YOUR TASKS:
A - Write out the stretch of the workhouse commentary from "The situation can" through "energetic and brave.".
B - Does the workhouse commentary agree with each of the following statements? Answer yes or no for each, quoting the deciding words of the commentary.
(i) The narrator uses many commas and full stops.
(ii) Oliver is shorter than the other boys.
(iii) The master is described as behaving democratically.
C - Answer these questions from the workhouse commentary:
(i) What two qualities does the commentary give Oliver?
(ii) What name does it give to the doubled face nature of the Victorian Age?
(iii) Which expression is called the emblem of the whole extract?

[START OF TEXT TO READ]

The scene described is all a big exaggeration, for example the operation “never took very long” and “the spoons being as large as the bowls”. Dickens's aim is to criticise the living condition of the children who were exploited, using a metaphoric language. In addition pathos provides an identification with the pathetic subject, in this case children. This is a consequence of the moral puritan obligation as the need to help peolple in difficulty as the consequence of industrialization.
In the second part the narrator provides the idea of a ritual exaggerating the tones of the narration.
The situation can be read as the struggle for democracy: the children decide to take action against the master who behaves as a dictator, indeed he is dispotic. The narrator uses a lot of commas and full stops. The narrator wants to suggest that there is a higher sense of democracy in children instead than in adults.
It is a contradiction the long pray they had to say before eating and the poor meal, it is interesting that children explotation was justified by religious reason. You can notice that religion becomes a pretext to cover the guilts. That shows the doubled face nature of the Victorian Age: the Victorian compromise.
Oliver represents a symbol: the change. Indeed he wants to turn upside down the tradition in workhouses. He is taller than the other boys: he is energetic and brave.
The expression “Please, sir, I want some” is the emblem of the whole extract, indeed he seems to be the rapresentation of small children. It can been considered as the miniature of contemporary society, where the struggle for democracy brings a delegate to fight for others.

[END OF TEXT TO READ]
[START OF GIVEN MATERIAL]

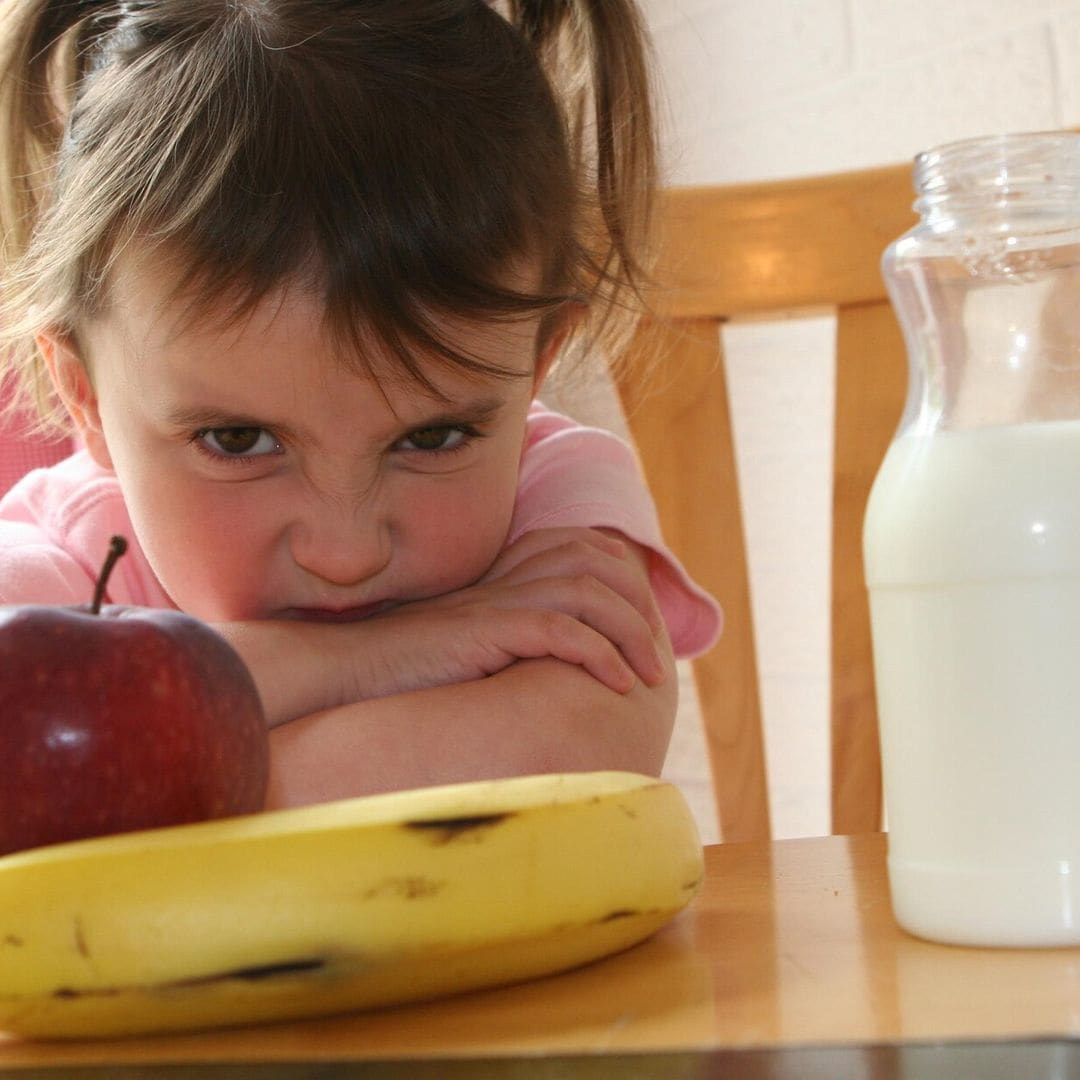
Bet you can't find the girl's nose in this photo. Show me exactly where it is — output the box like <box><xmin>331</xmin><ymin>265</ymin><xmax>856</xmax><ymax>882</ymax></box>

[END OF GIVEN MATERIAL]

SOLUTIONS BELOW:
A -
The situation can be read as the struggle for democracy: the children decide to take action against the master who behaves as a dictator, indeed he is dispotic. The narrator uses a lot of commas and full stops. The narrator wants to suggest that there is a higher sense of democracy in children instead than in adults.
It is a contradiction the long pray they had to say before eating and the poor meal, it is interesting that children explotation was justified by religious reason. You can notice that religion becomes a pretext to cover the guilts. That shows the doubled face nature of the Victorian Age: the Victorian compromise.
Oliver represents a symbol: the change. Indeed he wants to turn upside down the tradition in workhouses. He is taller than the other boys: he is energetic and brave.

B -
(i) Yes: "The narrator uses a lot of commas and full stops."
(ii) No: "He is taller than the other boys"
(iii) No: "the master who behaves as a dictator"

C -
(i) He is energetic and brave.
(ii) The Victorian compromise.
(iii) "Please, sir, I want some"